Objective:
Return the data exactly, with all pictures removed.

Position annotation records
#####

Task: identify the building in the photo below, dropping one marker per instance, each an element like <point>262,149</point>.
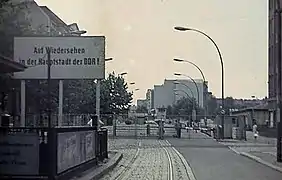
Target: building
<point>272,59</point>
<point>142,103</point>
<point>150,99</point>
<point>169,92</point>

#####

Reply:
Task: identify the building in the photo below, dropping one marker per instance, each an element like <point>262,149</point>.
Target: building
<point>272,59</point>
<point>142,103</point>
<point>150,99</point>
<point>169,92</point>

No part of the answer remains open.